"""

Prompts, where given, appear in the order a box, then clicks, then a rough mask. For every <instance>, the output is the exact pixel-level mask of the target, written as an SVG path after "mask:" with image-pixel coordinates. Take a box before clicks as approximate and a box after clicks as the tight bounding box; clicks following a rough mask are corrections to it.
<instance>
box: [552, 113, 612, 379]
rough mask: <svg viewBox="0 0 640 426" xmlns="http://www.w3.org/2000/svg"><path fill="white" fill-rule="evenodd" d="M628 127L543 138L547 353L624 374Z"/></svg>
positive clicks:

"""

◆ **WRITTEN TASK**: Copy out the records above again, changing each occurrence of "rough mask" to "coarse mask" and leaving everything else unchanged.

◆ **OUTPUT OF THE TASK**:
Prompts, where given, appear in the order a box, then clicks, then a coarse mask. For every <instance>, the output is the exact pixel-level mask of the target, written as an SVG path after "mask:" with image-pixel coordinates. Take a box before clicks as approximate and a box after clicks as the tight bounding box; clicks following a coarse mask are corrections to it.
<instance>
box: [552, 113, 612, 379]
coarse mask: <svg viewBox="0 0 640 426" xmlns="http://www.w3.org/2000/svg"><path fill="white" fill-rule="evenodd" d="M628 127L543 138L547 353L624 374Z"/></svg>
positive clicks:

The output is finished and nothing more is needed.